_What is being asked_
For the records below, output every line from the one holding "In this photo, where can the pickaxe be" through the final line, unaltered, and no other lines.

_Available data_
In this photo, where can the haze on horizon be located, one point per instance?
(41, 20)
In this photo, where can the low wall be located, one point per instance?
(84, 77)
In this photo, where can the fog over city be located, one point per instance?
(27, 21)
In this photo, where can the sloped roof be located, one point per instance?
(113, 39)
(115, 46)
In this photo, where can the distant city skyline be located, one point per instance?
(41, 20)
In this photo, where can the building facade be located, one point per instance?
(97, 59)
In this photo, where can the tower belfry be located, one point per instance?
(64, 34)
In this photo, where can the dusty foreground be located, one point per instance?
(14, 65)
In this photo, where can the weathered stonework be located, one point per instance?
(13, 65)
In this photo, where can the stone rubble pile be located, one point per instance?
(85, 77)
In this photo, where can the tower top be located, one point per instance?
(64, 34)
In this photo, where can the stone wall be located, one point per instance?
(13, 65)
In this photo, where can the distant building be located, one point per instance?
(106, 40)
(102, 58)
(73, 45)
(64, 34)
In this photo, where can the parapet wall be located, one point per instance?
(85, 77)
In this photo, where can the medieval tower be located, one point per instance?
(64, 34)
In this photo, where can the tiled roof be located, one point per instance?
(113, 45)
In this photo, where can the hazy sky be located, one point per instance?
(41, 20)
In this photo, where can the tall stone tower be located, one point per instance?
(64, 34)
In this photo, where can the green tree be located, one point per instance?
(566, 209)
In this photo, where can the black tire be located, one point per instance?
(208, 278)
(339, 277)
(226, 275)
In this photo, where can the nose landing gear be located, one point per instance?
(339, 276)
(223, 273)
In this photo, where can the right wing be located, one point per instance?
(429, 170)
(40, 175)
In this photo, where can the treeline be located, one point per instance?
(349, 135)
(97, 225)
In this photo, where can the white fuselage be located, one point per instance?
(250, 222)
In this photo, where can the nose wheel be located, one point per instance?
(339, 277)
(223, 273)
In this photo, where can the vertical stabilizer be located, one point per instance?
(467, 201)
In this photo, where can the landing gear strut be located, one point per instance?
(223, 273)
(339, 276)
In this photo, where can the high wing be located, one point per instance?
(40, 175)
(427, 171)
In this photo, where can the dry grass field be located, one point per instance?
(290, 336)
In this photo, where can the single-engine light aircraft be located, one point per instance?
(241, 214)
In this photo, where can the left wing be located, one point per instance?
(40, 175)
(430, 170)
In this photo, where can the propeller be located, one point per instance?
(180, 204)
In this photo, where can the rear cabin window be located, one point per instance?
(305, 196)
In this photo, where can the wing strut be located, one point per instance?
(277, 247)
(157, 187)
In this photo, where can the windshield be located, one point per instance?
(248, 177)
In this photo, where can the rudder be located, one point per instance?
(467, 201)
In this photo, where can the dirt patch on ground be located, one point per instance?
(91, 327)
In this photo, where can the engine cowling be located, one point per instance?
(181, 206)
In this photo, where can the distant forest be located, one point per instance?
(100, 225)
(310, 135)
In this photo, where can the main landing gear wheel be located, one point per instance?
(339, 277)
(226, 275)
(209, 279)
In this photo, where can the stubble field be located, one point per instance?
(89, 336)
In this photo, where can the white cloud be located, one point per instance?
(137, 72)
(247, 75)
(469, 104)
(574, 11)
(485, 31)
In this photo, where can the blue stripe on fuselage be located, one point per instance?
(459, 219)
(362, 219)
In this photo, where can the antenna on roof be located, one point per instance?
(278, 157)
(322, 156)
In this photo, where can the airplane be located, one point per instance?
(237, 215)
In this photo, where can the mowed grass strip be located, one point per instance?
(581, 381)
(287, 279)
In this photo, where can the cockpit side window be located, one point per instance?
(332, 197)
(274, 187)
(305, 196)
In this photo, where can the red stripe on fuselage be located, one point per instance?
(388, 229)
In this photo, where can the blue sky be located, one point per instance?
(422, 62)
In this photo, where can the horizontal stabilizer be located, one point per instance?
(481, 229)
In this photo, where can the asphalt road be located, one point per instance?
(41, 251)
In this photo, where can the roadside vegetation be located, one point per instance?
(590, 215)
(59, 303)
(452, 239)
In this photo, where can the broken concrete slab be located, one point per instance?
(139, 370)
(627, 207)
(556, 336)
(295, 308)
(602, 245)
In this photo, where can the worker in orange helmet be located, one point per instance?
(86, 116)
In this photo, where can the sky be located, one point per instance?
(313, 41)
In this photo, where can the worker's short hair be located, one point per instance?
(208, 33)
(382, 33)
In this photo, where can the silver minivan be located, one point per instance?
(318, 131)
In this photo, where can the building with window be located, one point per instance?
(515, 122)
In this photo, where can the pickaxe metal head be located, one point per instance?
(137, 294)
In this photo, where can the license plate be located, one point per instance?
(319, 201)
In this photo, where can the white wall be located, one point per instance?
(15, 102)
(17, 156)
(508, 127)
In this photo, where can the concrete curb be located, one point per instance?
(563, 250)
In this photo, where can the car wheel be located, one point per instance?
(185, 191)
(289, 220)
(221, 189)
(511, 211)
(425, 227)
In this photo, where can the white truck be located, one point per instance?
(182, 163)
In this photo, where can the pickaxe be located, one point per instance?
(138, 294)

_Task response_
In this photo, where can the pickaxe be located, one point per instance?
(138, 294)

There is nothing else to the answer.